▶ Directions for this task: Reproduce the entries that follow verbatim, down to the final line.
[[ Excerpted records open ]]
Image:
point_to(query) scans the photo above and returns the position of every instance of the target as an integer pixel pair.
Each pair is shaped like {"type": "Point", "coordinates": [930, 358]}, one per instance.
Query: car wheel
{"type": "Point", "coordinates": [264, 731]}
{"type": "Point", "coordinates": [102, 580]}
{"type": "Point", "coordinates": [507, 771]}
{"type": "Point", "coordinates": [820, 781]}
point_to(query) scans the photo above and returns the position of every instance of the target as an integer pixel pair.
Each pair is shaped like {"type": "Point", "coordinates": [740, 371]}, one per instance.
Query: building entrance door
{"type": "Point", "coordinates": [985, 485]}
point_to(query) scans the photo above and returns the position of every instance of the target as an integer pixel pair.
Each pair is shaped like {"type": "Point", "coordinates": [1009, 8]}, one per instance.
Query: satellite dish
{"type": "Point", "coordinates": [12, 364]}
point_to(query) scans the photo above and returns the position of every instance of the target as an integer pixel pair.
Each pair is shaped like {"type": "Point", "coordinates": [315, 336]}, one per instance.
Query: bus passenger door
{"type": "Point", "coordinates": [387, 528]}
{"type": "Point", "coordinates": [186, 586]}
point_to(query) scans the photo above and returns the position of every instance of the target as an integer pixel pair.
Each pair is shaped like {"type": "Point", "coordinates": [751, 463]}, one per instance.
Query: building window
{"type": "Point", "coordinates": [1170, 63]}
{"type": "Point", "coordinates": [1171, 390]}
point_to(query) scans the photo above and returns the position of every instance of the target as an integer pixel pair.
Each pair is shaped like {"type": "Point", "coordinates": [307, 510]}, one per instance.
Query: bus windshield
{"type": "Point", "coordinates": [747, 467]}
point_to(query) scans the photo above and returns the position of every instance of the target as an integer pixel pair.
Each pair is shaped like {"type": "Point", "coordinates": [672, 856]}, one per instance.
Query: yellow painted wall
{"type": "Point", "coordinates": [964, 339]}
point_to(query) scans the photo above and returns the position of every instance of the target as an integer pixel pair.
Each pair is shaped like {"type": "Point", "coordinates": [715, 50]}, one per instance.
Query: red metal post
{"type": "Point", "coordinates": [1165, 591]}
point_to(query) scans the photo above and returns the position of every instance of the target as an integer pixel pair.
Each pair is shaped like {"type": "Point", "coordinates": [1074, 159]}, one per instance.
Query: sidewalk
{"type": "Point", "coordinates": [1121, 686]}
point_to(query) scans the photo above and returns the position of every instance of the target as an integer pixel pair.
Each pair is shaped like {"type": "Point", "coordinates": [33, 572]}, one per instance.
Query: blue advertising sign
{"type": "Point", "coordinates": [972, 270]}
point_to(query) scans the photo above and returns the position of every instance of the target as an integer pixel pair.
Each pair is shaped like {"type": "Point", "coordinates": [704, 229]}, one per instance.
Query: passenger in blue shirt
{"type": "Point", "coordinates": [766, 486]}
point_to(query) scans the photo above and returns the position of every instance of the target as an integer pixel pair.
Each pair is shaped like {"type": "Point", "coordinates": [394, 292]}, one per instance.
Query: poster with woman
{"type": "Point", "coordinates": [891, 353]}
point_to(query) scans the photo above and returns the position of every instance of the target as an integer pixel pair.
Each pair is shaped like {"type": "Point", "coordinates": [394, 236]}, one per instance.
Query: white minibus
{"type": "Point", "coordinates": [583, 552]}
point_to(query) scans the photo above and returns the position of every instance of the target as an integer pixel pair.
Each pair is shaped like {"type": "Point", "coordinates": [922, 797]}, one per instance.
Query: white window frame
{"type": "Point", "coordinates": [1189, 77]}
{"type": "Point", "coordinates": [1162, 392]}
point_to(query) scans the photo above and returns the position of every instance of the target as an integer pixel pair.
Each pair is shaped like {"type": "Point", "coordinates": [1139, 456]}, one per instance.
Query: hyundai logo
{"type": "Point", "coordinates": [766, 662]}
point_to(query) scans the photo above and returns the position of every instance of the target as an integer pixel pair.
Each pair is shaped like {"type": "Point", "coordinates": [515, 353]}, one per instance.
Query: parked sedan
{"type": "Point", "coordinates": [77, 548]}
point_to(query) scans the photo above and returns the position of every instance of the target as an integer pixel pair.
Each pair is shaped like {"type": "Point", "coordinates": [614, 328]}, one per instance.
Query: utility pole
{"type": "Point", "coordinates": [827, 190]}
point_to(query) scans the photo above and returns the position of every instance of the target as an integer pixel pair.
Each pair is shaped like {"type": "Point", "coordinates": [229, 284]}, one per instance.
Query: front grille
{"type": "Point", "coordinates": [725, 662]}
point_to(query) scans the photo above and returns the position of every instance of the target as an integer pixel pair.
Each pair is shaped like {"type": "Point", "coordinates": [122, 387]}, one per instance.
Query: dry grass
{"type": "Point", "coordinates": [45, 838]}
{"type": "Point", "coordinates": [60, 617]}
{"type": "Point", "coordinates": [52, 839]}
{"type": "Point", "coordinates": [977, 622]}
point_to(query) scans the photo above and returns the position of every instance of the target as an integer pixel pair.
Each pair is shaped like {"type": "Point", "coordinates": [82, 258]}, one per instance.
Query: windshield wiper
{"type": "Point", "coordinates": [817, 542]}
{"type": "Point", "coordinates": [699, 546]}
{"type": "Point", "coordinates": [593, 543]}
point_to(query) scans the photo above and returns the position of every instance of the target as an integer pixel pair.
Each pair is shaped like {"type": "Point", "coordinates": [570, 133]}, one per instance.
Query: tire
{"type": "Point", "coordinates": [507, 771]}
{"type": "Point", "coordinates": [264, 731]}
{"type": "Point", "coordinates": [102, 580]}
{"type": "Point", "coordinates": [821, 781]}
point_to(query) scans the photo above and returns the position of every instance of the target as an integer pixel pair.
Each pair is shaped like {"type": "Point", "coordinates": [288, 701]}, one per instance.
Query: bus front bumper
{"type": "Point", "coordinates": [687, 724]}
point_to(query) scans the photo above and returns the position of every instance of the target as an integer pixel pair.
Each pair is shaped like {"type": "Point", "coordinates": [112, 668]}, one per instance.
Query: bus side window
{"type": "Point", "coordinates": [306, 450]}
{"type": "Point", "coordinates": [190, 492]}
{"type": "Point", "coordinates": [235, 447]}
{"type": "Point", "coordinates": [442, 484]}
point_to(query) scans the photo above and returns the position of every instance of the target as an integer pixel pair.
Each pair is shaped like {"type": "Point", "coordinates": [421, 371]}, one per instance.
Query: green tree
[[ Excerpted records closed ]]
▶ Answer below:
Image:
point_to(query) scans the photo above and returns the position of every instance of the target as an integer pixel pair.
Each pair is shaped like {"type": "Point", "coordinates": [930, 358]}, one per instance.
Query: car wheel
{"type": "Point", "coordinates": [264, 731]}
{"type": "Point", "coordinates": [102, 580]}
{"type": "Point", "coordinates": [507, 771]}
{"type": "Point", "coordinates": [820, 781]}
point_to(query) scans the photo above and returns the position of every instance of the target as an integer pixel pair.
Each pair is shaped like {"type": "Point", "coordinates": [740, 371]}, one per instance.
Query: building entrance door
{"type": "Point", "coordinates": [985, 485]}
point_to(query) scans the photo above and returns the position of every instance of the target as an integer pixel pair.
Each pair is shaped like {"type": "Point", "coordinates": [1009, 8]}, one per instance.
Query: satellite dish
{"type": "Point", "coordinates": [12, 364]}
point_to(query) scans the photo above and returns the position of every instance of the target as an integer pixel pair.
Each pair is shaped like {"type": "Point", "coordinates": [315, 336]}, one per instance.
Query: bus passenger door
{"type": "Point", "coordinates": [387, 528]}
{"type": "Point", "coordinates": [186, 586]}
point_to(query) scans the photo above and returns the position of every instance of the target as an integer pixel pair.
Each pair is shaped like {"type": "Point", "coordinates": [751, 463]}, one per instance.
Query: building window
{"type": "Point", "coordinates": [1170, 63]}
{"type": "Point", "coordinates": [1171, 390]}
point_to(query) scans the photo above and returns the position of every instance of the target as an integer pixel pair.
Each pair is shaped like {"type": "Point", "coordinates": [307, 510]}, one per instance.
Query: bus windshield
{"type": "Point", "coordinates": [747, 467]}
point_to(query) scans the photo above and returns the position of every instance of the target as an integer pixel pair.
Each pair is shaped like {"type": "Point", "coordinates": [672, 856]}, one per instance.
Query: yellow painted wall
{"type": "Point", "coordinates": [964, 339]}
point_to(query) scans the photo above and returns the position of every instance of the target as an integer pixel pair.
Each pair is shaped like {"type": "Point", "coordinates": [715, 50]}, one per instance.
Query: red metal post
{"type": "Point", "coordinates": [1165, 591]}
point_to(query) scans the photo above and returns the position of every instance of the target as an integer pixel pair.
Each pair is shaped like {"type": "Point", "coordinates": [1074, 159]}, one per instance.
Query: sidewalk
{"type": "Point", "coordinates": [1121, 686]}
point_to(query) scans the photo above and returns the position of every instance of the target as an integer pixel pair.
Each pair is shaped like {"type": "Point", "coordinates": [33, 572]}, one per instance.
Query: blue advertising sign
{"type": "Point", "coordinates": [972, 270]}
point_to(query) scans the photo above and returns the position of every instance of the target as an integer pixel pair.
Each pair is shaped like {"type": "Point", "coordinates": [704, 229]}, one per instance.
Query: passenger in blue shirt
{"type": "Point", "coordinates": [766, 486]}
point_to(query) scans the photo above and returns the position of every instance of the target as an integer pixel pair.
Each pair is shaped like {"type": "Point", "coordinates": [394, 292]}, one per instance.
Query: poster with woman
{"type": "Point", "coordinates": [891, 353]}
point_to(query) scans the photo above and returns the position of every instance of the target as an integer pixel pair.
Each pair is shaped like {"type": "Point", "coordinates": [394, 236]}, one per instance.
Query: white minibus
{"type": "Point", "coordinates": [583, 552]}
point_to(query) scans the photo above and returns the position of every instance of the target as an integer pixel pair.
Each pair is shaped like {"type": "Point", "coordinates": [922, 797]}, one per instance.
Query: white window frame
{"type": "Point", "coordinates": [1189, 77]}
{"type": "Point", "coordinates": [1162, 392]}
point_to(query) scans the photo above and returns the position of every instance of the target as an integer pixel pair.
Each pair is shaped like {"type": "Point", "coordinates": [1139, 456]}, one per instance.
Query: hyundai logo
{"type": "Point", "coordinates": [766, 662]}
point_to(query) scans the photo above and returns the position of every instance of the target as an integer pixel pair.
Each pair is shaped like {"type": "Point", "coordinates": [515, 353]}, one per instance.
Query: parked sedan
{"type": "Point", "coordinates": [77, 548]}
point_to(query) scans the photo above and returns the position of every instance of the target as an integer pixel pair.
Each pair is shaped like {"type": "Point", "coordinates": [614, 328]}, one per instance.
Query: utility pole
{"type": "Point", "coordinates": [827, 190]}
point_to(query) scans the photo above and returns the position of every instance of the target as an integer pixel pair.
Each pair is shaped like {"type": "Point", "coordinates": [229, 284]}, one per instance.
Query: front grille
{"type": "Point", "coordinates": [725, 662]}
point_to(query) scans the photo above and returns the position of every instance of the target as an integer pixel pair.
Each pair is shaped like {"type": "Point", "coordinates": [122, 387]}, one per instance.
Query: dry grass
{"type": "Point", "coordinates": [45, 838]}
{"type": "Point", "coordinates": [60, 617]}
{"type": "Point", "coordinates": [52, 839]}
{"type": "Point", "coordinates": [977, 622]}
point_to(query) scans the photo above and returns the position of every instance of the target as an integer pixel pair.
Each pair is shaped like {"type": "Point", "coordinates": [82, 258]}, one per instance.
Query: windshield wiper
{"type": "Point", "coordinates": [817, 542]}
{"type": "Point", "coordinates": [699, 546]}
{"type": "Point", "coordinates": [593, 543]}
point_to(query) scans the photo above and returns the position of every instance of the target as an integer pixel pair.
Each pair is shaped like {"type": "Point", "coordinates": [570, 133]}, one per instance.
Query: tire
{"type": "Point", "coordinates": [507, 771]}
{"type": "Point", "coordinates": [264, 731]}
{"type": "Point", "coordinates": [102, 580]}
{"type": "Point", "coordinates": [821, 781]}
point_to(query) scans the photo above and returns the position of every instance of the target as an integer pixel pair.
Each pair is shaped like {"type": "Point", "coordinates": [288, 701]}, one per instance.
Query: bus front bumper
{"type": "Point", "coordinates": [687, 724]}
point_to(query) scans the photo above and returns the position of every instance of the target as an integer pixel pair.
Each pair is shaped like {"type": "Point", "coordinates": [112, 668]}, one per instance.
Query: bus side window
{"type": "Point", "coordinates": [306, 450]}
{"type": "Point", "coordinates": [190, 492]}
{"type": "Point", "coordinates": [235, 447]}
{"type": "Point", "coordinates": [442, 484]}
point_to(query) scans the photo above and returns the position of every instance of the target as an integer pixel pair.
Each pair is shaped like {"type": "Point", "coordinates": [421, 371]}, one per instance.
Query: green tree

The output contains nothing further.